Stored data entries:
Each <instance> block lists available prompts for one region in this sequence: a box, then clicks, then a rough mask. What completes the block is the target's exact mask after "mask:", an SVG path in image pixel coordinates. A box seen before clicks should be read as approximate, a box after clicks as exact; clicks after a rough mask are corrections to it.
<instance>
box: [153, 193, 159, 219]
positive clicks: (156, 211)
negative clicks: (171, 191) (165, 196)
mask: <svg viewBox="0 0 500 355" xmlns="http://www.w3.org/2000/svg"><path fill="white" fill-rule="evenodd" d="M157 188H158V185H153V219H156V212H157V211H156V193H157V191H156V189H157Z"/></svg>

**Job item:**
Can you turn the items above into a Markdown table with the columns Row and Line text, putting each line in its own row and leaving out blank lines?

**Exercise answer:**
| Row | Line text |
|---|---|
| 1 | Each <instance> block lists available prompts for one region in this sequence: a box, then clicks, then a rough mask. What completes the block is the target's exact mask after "mask:", an SVG path in image pixel coordinates. A box seen before clicks should be read as approximate, a box after clicks as exact; clicks after a rough mask are corrections to it. |
| 2 | <instance> |
| 3 | box: [153, 193, 159, 219] |
| 4 | positive clicks: (156, 211) |
| 5 | negative clicks: (171, 191) (165, 196) |
| 6 | mask: <svg viewBox="0 0 500 355" xmlns="http://www.w3.org/2000/svg"><path fill="white" fill-rule="evenodd" d="M157 188H158V185H153V219H156V212H157V211H156V193H157V191H156V189H157Z"/></svg> |